Lay out the lines below as a Markdown table with two columns, Num for the row number and Content for the line itself, skipping any blank lines. Leave the pictures out of the table.

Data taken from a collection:
◆ ◆ ◆
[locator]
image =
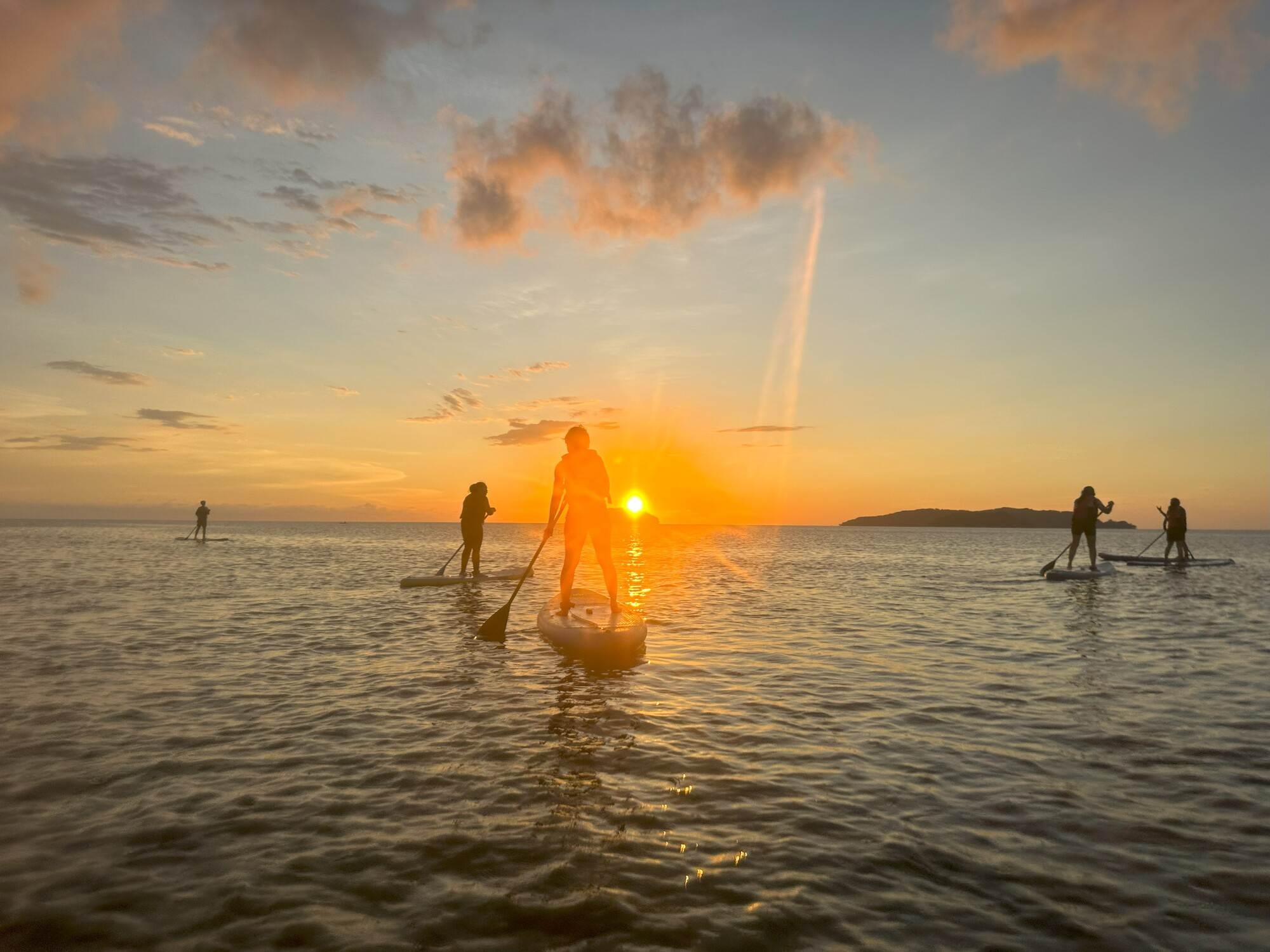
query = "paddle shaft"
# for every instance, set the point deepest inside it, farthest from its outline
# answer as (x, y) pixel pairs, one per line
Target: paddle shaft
(530, 567)
(443, 569)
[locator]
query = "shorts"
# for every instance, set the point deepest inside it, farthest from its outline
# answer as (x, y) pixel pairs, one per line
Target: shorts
(1090, 530)
(580, 524)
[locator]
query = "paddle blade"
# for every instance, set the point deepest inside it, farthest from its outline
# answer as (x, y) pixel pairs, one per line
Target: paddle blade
(496, 626)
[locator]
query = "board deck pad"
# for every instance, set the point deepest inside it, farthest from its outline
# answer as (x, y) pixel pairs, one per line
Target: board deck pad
(591, 624)
(413, 582)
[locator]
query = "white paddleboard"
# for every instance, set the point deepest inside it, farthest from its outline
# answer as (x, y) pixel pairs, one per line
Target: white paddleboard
(591, 626)
(1080, 574)
(416, 582)
(1177, 563)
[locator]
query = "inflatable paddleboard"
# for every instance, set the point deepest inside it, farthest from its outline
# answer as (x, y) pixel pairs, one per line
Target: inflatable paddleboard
(1177, 563)
(1080, 574)
(591, 626)
(415, 582)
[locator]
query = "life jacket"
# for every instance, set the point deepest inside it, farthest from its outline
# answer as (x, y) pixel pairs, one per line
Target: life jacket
(586, 480)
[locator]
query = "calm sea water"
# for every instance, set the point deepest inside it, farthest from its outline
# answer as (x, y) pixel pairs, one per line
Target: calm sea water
(890, 739)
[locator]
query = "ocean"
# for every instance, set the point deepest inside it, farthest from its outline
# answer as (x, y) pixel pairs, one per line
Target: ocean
(836, 738)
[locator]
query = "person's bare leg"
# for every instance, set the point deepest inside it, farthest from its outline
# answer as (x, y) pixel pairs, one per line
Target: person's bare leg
(572, 557)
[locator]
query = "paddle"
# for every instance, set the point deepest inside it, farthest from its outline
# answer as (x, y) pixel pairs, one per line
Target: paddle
(443, 569)
(496, 626)
(1052, 562)
(1153, 543)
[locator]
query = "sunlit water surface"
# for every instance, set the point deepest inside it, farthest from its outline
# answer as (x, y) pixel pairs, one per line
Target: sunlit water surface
(895, 739)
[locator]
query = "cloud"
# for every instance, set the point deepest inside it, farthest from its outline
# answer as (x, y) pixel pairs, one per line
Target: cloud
(655, 164)
(126, 379)
(526, 373)
(453, 404)
(523, 432)
(34, 275)
(78, 444)
(765, 428)
(178, 420)
(317, 50)
(107, 205)
(1149, 56)
(167, 131)
(43, 103)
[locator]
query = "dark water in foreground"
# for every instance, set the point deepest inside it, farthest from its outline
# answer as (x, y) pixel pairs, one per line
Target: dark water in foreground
(886, 739)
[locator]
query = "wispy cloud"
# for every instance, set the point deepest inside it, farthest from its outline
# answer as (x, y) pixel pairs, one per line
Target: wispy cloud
(178, 420)
(453, 404)
(524, 374)
(126, 379)
(297, 51)
(523, 432)
(666, 161)
(1147, 55)
(765, 428)
(167, 131)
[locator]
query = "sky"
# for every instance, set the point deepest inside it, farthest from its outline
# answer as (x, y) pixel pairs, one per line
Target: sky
(788, 262)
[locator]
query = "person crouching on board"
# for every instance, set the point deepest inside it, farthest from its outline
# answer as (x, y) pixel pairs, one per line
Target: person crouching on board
(1175, 530)
(582, 480)
(472, 522)
(1085, 522)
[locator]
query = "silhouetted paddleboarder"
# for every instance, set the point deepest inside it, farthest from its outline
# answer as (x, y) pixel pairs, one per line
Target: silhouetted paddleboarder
(1175, 530)
(201, 515)
(472, 524)
(582, 483)
(1085, 522)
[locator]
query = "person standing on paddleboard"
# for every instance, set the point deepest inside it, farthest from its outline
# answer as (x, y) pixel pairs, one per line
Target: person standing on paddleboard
(582, 483)
(201, 516)
(1085, 522)
(1175, 530)
(472, 522)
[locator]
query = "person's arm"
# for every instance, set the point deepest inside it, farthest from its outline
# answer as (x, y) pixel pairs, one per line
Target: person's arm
(557, 493)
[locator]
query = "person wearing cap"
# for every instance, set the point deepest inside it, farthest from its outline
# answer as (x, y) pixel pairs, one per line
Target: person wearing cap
(472, 524)
(201, 515)
(1085, 522)
(581, 483)
(1175, 530)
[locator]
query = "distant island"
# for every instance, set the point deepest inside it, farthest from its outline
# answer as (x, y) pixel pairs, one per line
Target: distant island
(1005, 519)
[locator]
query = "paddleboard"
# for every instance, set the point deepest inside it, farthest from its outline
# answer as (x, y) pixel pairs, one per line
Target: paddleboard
(1080, 574)
(1175, 563)
(416, 582)
(591, 626)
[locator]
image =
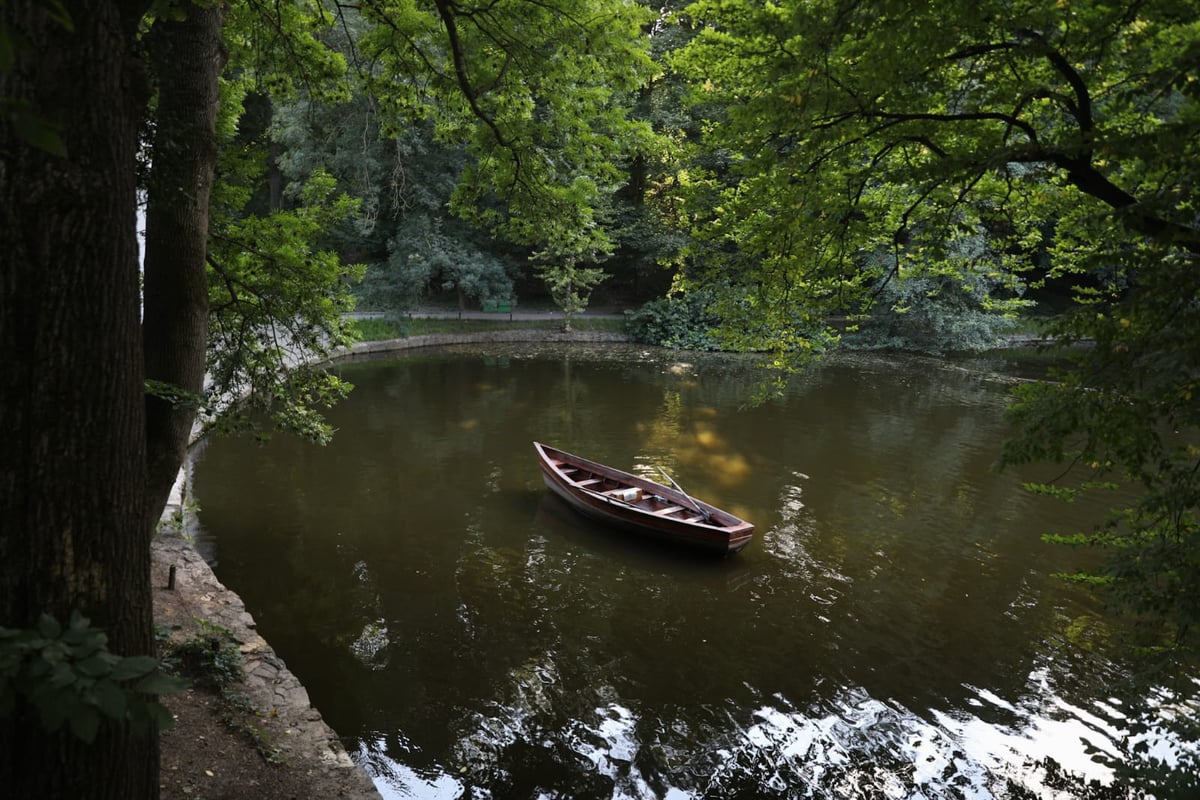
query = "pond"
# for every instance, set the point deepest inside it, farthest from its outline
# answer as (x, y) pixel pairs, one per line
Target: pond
(892, 631)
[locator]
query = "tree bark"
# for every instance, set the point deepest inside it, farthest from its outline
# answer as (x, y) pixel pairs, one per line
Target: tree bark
(73, 531)
(187, 58)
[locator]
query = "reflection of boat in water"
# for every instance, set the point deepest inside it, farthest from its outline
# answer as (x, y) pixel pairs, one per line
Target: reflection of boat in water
(641, 505)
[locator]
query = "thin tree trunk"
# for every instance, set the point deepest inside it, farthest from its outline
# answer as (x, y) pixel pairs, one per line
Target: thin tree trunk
(187, 56)
(73, 531)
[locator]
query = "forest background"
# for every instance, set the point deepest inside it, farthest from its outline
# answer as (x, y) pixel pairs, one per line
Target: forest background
(743, 173)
◆ ◆ ◆
**RESULT FOR THIS TASK:**
| Num | Content |
|---|---|
| 1 | [locator] |
| 2 | image = |
| 3 | query = "paddle shaft" |
| 4 | # for every instance, set the point deepest inside it, farthest from its outline |
| 5 | # answer as (x, y) pixel pairs, one per line |
| 6 | Target: paddle shaft |
| 7 | (530, 567) |
| 8 | (443, 569) |
| 9 | [locator] |
| 10 | query = "shorts" |
| 11 | # for every instance, set the point deepest inside it, farthest from its outline |
| 12 | # answer as (x, y) pixel pairs, one per line |
| 13 | Target: shorts |
| 14 | (1090, 530) |
| 15 | (580, 524) |
| 16 | [locator] |
| 17 | query = "paddle blade" |
| 18 | # for every instance, set the point deepest inside it, farthest from its outline |
| 19 | # answer as (x, y) pixel pairs, one per line |
| 20 | Target: paddle blade |
| 21 | (496, 626) |
| 22 | [locator] |
| 23 | query = "board deck pad" |
| 24 | # for every instance, set the point deepest inside it, farthest from its outline |
| 25 | # answer as (x, y) pixel pairs, one per line |
| 26 | Target: board deck pad |
| 27 | (591, 624) |
| 28 | (413, 582) |
| 29 | [locator] |
| 30 | query = "white paddleboard" |
| 31 | # for every instance, set the point deepest inside it, farthest from its outline |
| 32 | # answer as (x, y) pixel pairs, one per line |
| 33 | Target: white paddleboard |
| 34 | (591, 626) |
| 35 | (1080, 574) |
| 36 | (416, 582) |
| 37 | (1177, 563) |
| 38 | [locator] |
| 39 | query = "inflatable paddleboard" |
| 40 | # for every instance, set the point deepest inside it, farthest from its outline |
| 41 | # answer as (x, y) pixel pairs, one per line |
| 42 | Target: inflatable paddleboard |
| 43 | (1177, 563) |
| 44 | (1080, 574) |
| 45 | (591, 626) |
| 46 | (415, 582) |
| 47 | [locator] |
| 48 | query = "life jacket" |
| 49 | # for every instance, set the point deepest inside it, farthest from its outline |
| 50 | # answer as (x, y) pixel pairs, one per line |
| 51 | Target: life jacket |
| 52 | (586, 480) |
| 53 | [locator] |
| 54 | query = "calm sea water" |
| 55 | # for every instance, set the point deepest inside it, farthest from its outline |
| 56 | # answer as (x, y) pixel pairs, one per line |
| 57 | Target: calm sea water |
| 58 | (890, 739) |
| 59 | [locator] |
| 60 | query = "ocean" |
| 61 | # for every instance, set the point deepest inside it, farthest from its outline |
| 62 | # answer as (x, y) pixel pairs, one per line |
| 63 | Target: ocean |
| 64 | (836, 738) |
| 65 | [locator] |
| 66 | query = "person's bare leg" |
| 67 | # for every instance, set the point deepest inside it, farthest from its outline |
| 68 | # answer as (x, y) pixel pairs, one per line |
| 69 | Target: person's bare leg |
| 70 | (572, 557) |
| 71 | [locator] |
| 72 | query = "paddle" |
| 73 | # for every instance, set the point deepest inside it, farthest from its outline |
| 74 | # answer as (x, y) pixel pairs, one per line |
| 75 | Target: paddle |
| 76 | (443, 569) |
| 77 | (496, 626) |
| 78 | (1052, 562) |
| 79 | (1153, 543) |
| 80 | [locator] |
| 81 | query = "sunlit water surface" |
| 82 | # for every instance, set the point deepest inside it, farthest from its outline |
| 83 | # answer as (x, y) pixel pairs, one per line |
| 84 | Target: sunlit water surface |
| 85 | (895, 739) |
| 86 | [locator] |
| 87 | query = "cloud" |
| 88 | # for every instance, set the point deepest inside it, farthest from its outline |
| 89 | # answer as (x, y) pixel pairs, one per line |
| 90 | Target: cloud |
| 91 | (655, 164) |
| 92 | (126, 379) |
| 93 | (526, 373) |
| 94 | (453, 404) |
| 95 | (523, 432) |
| 96 | (34, 275) |
| 97 | (78, 444) |
| 98 | (765, 428) |
| 99 | (178, 420) |
| 100 | (317, 50) |
| 101 | (107, 205) |
| 102 | (1149, 56) |
| 103 | (167, 131) |
| 104 | (43, 103) |
| 105 | [locator] |
| 106 | query = "dark water in foreground" |
| 107 | # for every instance, set the point deepest inside it, farthest from its outline |
| 108 | # answer as (x, y) pixel pairs, one per line |
| 109 | Target: dark water in foreground |
| 110 | (886, 739) |
| 111 | [locator] |
| 112 | query = "wispy cloud" |
| 113 | # for every instance, set the point deepest inside it, farthest from its outline |
| 114 | # answer as (x, y) pixel pairs, one per line |
| 115 | Target: wispy cloud |
| 116 | (178, 420) |
| 117 | (453, 404) |
| 118 | (524, 374) |
| 119 | (126, 379) |
| 120 | (297, 51) |
| 121 | (523, 432) |
| 122 | (666, 161) |
| 123 | (1147, 55) |
| 124 | (765, 428) |
| 125 | (167, 131) |
| 126 | [locator] |
| 127 | query = "sky" |
| 128 | # for every instance, set the point deepest inside it, farthest from its outline |
| 129 | # answer as (x, y) pixel pairs, one per line |
| 130 | Target: sky |
| 131 | (788, 262) |
| 132 | [locator] |
| 133 | query = "person crouching on board" |
| 134 | # for every instance, set the point deepest inside it, farthest from its outline |
| 135 | # answer as (x, y) pixel pairs, one per line |
| 136 | Target: person crouching on board |
| 137 | (1175, 530) |
| 138 | (582, 480) |
| 139 | (472, 522) |
| 140 | (1085, 522) |
| 141 | [locator] |
| 142 | query = "silhouetted paddleboarder" |
| 143 | # for every instance, set the point deepest inside it, farthest from its outline |
| 144 | # answer as (x, y) pixel pairs, one per line |
| 145 | Target: silhouetted paddleboarder |
| 146 | (1175, 530) |
| 147 | (201, 515) |
| 148 | (472, 524) |
| 149 | (582, 483) |
| 150 | (1085, 522) |
| 151 | [locator] |
| 152 | query = "person standing on paddleboard" |
| 153 | # for every instance, set the point deepest inside it, farthest from its outline |
| 154 | # answer as (x, y) pixel pairs, one per line |
| 155 | Target: person standing on paddleboard |
| 156 | (582, 483) |
| 157 | (201, 516) |
| 158 | (1085, 522) |
| 159 | (1175, 530) |
| 160 | (472, 522) |
| 161 | [locator] |
| 162 | query = "person's arm" |
| 163 | # for every instance, set the point deepest inside it, farthest from its outline |
| 164 | # answer as (x, y) pixel pairs, one per line |
| 165 | Target: person's arm |
| 166 | (557, 493) |
| 167 | [locator] |
| 168 | query = "person wearing cap" |
| 169 | # for every instance, set the point deepest inside it, farthest from its outline |
| 170 | # answer as (x, y) pixel pairs, one per line |
| 171 | Target: person wearing cap |
| 172 | (472, 524) |
| 173 | (201, 515) |
| 174 | (1085, 522) |
| 175 | (581, 483) |
| 176 | (1175, 530) |
| 177 | [locator] |
| 178 | query = "distant island" |
| 179 | # for every instance, set the point deepest inside it, farthest from its outline |
| 180 | # answer as (x, y) pixel pairs, one per line |
| 181 | Target: distant island |
| 182 | (1005, 519) |
| 183 | [locator] |
| 184 | query = "paddleboard" |
| 185 | # for every instance, set the point deepest inside it, farthest from its outline |
| 186 | # answer as (x, y) pixel pairs, one per line |
| 187 | Target: paddleboard |
| 188 | (1080, 574) |
| 189 | (1175, 563) |
| 190 | (416, 582) |
| 191 | (591, 626) |
| 192 | [locator] |
| 193 | image = |
| 194 | query = "pond" |
| 195 | # for every instance, set the point deepest inside it, farthest from its outline |
| 196 | # answer as (x, y) pixel pairs, one per line |
| 197 | Target: pond |
| 198 | (892, 631) |
| 199 | [locator] |
| 200 | query = "tree bark" |
| 201 | # for every instance, set the point deepest inside it, farthest from its outline |
| 202 | # answer as (x, y) pixel pairs, one per line |
| 203 | Target: tree bark |
| 204 | (73, 531) |
| 205 | (187, 58) |
| 206 | [locator] |
| 207 | query = "reflection of boat in water" |
| 208 | # for every instance, set the point deepest inside it, farthest from its outline |
| 209 | # answer as (x, y) pixel pairs, one per line |
| 210 | Target: reflection of boat in water |
| 211 | (641, 505) |
| 212 | [locator] |
| 213 | query = "thin tree trunk" |
| 214 | # for every instance, set the point deepest inside it, farthest from its outline |
| 215 | # answer as (x, y) pixel pairs, one per line |
| 216 | Target: thin tree trunk |
| 217 | (187, 56) |
| 218 | (73, 531) |
| 219 | [locator] |
| 220 | query = "forest background" |
| 221 | # for every instance, set the point deepest inside it, farthest from its outline |
| 222 | # answer as (x, y) pixel pairs, one per line |
| 223 | Target: forest background |
| 224 | (743, 173) |